> [WHAT TO WORK ON]:
A verbatim reproduction of the following listing is required; omit the pictures.

┄┄┄┄┄┄┄┄┄┄┄┄┄┄┄┄┄┄┄┄

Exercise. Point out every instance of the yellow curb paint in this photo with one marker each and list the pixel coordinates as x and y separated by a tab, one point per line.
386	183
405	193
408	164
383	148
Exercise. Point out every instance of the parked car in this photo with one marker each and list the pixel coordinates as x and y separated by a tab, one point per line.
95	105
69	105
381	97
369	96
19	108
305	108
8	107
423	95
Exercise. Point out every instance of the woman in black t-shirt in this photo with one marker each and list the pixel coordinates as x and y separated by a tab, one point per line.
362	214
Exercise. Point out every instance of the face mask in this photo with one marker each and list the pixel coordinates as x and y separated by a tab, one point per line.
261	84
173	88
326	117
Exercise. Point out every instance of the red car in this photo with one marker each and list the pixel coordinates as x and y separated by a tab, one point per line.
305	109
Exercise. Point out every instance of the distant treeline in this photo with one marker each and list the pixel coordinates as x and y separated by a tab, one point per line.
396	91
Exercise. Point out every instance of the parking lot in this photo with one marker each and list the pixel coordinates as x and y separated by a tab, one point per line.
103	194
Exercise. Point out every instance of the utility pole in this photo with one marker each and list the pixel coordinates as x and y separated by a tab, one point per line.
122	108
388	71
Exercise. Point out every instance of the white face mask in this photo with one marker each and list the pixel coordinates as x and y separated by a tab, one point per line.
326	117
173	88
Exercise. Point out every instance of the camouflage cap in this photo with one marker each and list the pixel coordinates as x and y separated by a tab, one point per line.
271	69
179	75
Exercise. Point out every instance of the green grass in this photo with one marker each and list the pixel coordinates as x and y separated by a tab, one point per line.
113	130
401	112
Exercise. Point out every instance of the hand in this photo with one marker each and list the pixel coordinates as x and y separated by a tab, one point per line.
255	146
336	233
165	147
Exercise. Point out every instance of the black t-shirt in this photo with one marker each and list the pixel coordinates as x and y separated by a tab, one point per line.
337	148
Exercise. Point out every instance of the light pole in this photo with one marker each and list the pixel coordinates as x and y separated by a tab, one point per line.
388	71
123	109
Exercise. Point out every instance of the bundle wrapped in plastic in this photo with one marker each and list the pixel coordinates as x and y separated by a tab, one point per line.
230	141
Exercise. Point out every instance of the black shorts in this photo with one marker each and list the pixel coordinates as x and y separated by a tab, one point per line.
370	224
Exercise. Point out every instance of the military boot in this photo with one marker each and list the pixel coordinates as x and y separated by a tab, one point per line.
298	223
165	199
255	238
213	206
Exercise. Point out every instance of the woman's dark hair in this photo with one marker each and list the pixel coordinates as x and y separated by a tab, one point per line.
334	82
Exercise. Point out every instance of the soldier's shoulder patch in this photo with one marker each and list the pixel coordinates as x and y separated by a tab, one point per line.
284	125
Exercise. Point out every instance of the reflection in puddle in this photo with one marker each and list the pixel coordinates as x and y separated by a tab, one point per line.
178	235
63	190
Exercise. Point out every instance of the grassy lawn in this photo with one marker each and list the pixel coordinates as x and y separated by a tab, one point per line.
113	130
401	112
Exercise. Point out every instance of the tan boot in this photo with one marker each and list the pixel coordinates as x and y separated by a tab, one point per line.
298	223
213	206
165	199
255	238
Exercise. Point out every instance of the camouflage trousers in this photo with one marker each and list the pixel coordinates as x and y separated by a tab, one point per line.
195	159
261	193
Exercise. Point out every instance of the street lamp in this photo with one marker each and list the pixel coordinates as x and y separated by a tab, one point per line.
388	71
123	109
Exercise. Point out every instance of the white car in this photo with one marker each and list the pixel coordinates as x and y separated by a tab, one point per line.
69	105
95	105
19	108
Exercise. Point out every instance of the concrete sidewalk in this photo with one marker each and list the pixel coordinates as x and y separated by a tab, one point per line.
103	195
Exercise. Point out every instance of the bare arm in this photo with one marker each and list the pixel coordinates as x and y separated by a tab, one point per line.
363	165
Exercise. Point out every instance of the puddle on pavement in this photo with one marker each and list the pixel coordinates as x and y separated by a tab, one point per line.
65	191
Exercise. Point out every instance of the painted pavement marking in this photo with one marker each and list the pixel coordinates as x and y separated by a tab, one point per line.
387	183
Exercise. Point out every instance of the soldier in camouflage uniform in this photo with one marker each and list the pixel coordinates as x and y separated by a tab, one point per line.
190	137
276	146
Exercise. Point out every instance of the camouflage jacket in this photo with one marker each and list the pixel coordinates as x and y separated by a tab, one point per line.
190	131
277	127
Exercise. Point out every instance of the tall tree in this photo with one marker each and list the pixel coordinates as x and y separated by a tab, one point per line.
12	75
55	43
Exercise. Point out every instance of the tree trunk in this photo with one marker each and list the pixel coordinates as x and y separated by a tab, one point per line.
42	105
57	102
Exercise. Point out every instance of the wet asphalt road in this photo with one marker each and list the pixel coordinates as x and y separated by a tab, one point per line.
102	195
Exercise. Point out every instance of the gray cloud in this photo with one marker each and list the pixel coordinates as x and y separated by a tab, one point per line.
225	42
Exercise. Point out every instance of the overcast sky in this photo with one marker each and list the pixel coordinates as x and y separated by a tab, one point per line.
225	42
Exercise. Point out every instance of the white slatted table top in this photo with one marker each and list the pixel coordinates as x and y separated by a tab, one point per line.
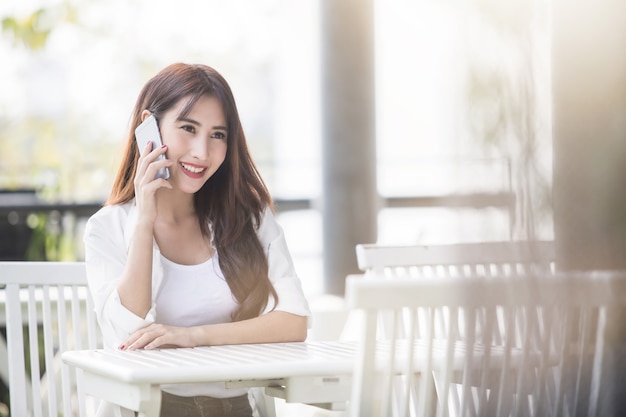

┄┄┄┄┄┄┄┄┄┄┄┄┄┄┄┄┄┄┄┄

> [ANSWER BELOW]:
Exercise. Point out every instance of the yellow curb paint in this photo with one marker each and list the pixel coordinates as x and y separated by a tab, one point per line.
386	183
405	193
408	164
383	148
Exercise. Point out every instance of the parked car in this photo with one marker each and list the pixel coordinates as x and y separated by a tab, one point per line.
95	105
69	105
381	97
369	96
19	108
305	108
8	107
423	95
Exercise. Point out every instance of the woman in black t-shirt in this photo with one marker each and list the pixel coordinates as x and y separated by a tab, one point per line.
362	214
Exercise. Point out every instance of the face mask in this photo with one marker each and list the pixel coordinates as x and y separated by a tab, one point per line.
261	84
173	88
326	117
Exercise. Point out every instance of the red car in this photo with one marker each and list the pixel coordinates as x and y separated by a tab, one point per line.
305	109
Exercise. Point out every instance of the distant treeline in this photo with one marker each and list the pixel coordinates as x and y separated by a tab, one point per line.
396	91
Exercise. Point out every instance of the parking lot in this photo with one marker each and list the pixel coordinates as x and y separated by a tab, one point per line.
103	194
Exercise. Point out every instance of the utility pole in this photo with one marker each and list the pixel coordinates as x and y separated by a tab, one point per line.
122	108
388	71
Exercise. Point out every instance of the white face mask in this photo with one marker each and list the pixel coordinates as x and y separated by a tab, one point per line.
326	117
173	88
Exercise. Point out every instance of the camouflage cap in this photo with one marker each and list the pixel coordinates as x and y separated by a tab, one point per line.
271	69
179	75
Exercise. Point out every instance of the green grass in this photo with one marker each and list the pixel coordinates as x and y separated by a tab, one point per line.
113	130
401	112
Exercise. Point out every instance of the hand in this photo with one marker each and list the pixel coordinates as x and y separated by a tab, one point per line.
255	146
336	233
165	147
Exercise. Point out every instance of the black t-shirt in this photo with one marker each and list the pixel coordinates as x and y separated by a tab, one point per line.
337	148
Exercise. Point out every instance of the light pole in this photo with one marker each and list the pixel coordinates as x and y separated by a tab, one point per line.
388	71
123	109
Exercise. Point out every instance of the bundle wrapped in plastic in this photo with one marker each and list the pixel coordinates as x and y separated by a tab, one point per line.
230	141
Exercise. Point out every instance of the black shorts in this photo with one marker each and list the pixel coordinates as x and y separated by a tab, one point per line.
370	224
Exercise. Point out every instance of the military boot in this photo with one marker each and list the pixel coordinates as x and y separated by a tab, one point per line.
298	223
165	199
255	238
213	206
Exercise. Point out every instance of the woman's dark hair in this photo with one marker each and list the pixel coordinates as x and y separated by a tab, one point per line.
334	82
Exercise. Point out every instance of the soldier's shoulder patch in this photo with one marker each and list the pixel coordinates as x and y separated by a tab, one point per line.
284	125
Exercise. Point out every instance of the reflection in puddle in this photo with one marker each and list the pixel coordinates as x and y separated by a tab, one point per line.
178	235
63	190
Exercise. Point out every instance of the grassy lawn in this photo with one marker each and list the pixel coordinates as x and y separated by a tab, one point per line.
113	130
401	112
Exercise. Point out every instance of the tan boot in this photo with one marker each and list the pixel coordinates as x and y separated by a tab, one point per line.
298	223
213	206
165	199
255	238
Exercise. Point out every instance of the camouflage trousers in this photo with one marker each and list the pixel coordinates as x and y separated by a tab, one point per line.
195	159
261	193
Exercise. Point out every instance of the street lamp in this photo with one marker each and list the pixel coordinates as x and y separated by a tab, one point per line.
388	71
123	109
Exercise. Point out every instance of the white car in this photo with one marker each and list the pixel coordinates as x and y separated by a tab, one point per line.
69	105
95	105
19	108
Exercise. Point out every instance of the concrete sidewalk in this photo with one marker each and list the pixel coordinates as x and y separated by a tab, one point per line.
103	195
Exercise. Point out every instance of the bare arm in this photo with one marker each and list the pixel coordinates as x and y separated by a tab, one point per line.
363	165
Exercise. Point out every instance of the puddle on pavement in this photo with one marker each and list the pixel coordinates as x and y separated by a tab, one point per line.
65	191
Exercise. Point out every instance of the painted pavement marking in this photo with one marker each and list the pixel coordinates as x and y separated by a tab, one point per line.
387	183
Exercise. Point out every instance of the soldier in camouflage uniform in this photo with one marker each and list the pixel coordinates as x and y separated by a tab, one point per line.
190	137
276	146
Exercise. Point out every instance of the camouflage jacket in this photo with one marker each and list the pixel coordinates as x and y separated by a tab, one point per line.
190	131
277	127
Exercise. Point out every instance of the tall tree in this photo with one marker each and list the pixel coordinates as x and y separated by a tab, one point per line.
12	75
55	43
Exercise. Point out every instance of the tree trunk in this photo with one marker each and list the pixel coordinates as x and y separated by a tab, one point per line.
42	105
57	102
Exercise. Point out every instance of the wet asphalt road in this photo with one marker each and list the pixel coordinates as x and y separated by a tab, one point per line.
102	195
Exercise. Point out every instance of the gray cloud in this photo with one marker each and list the pixel coordinates as x and y separated by a tab, one point per line.
225	42
Exercise. Point out every instance of the overcast sky in this photo with one marker each and list the pixel coordinates as x and y separated by a tab, one point per line.
225	42
Exercise. Point out every instance of the white slatted table top in this photo with one marker each and list the pixel coordinates as x and y separated by a tab, one point per line.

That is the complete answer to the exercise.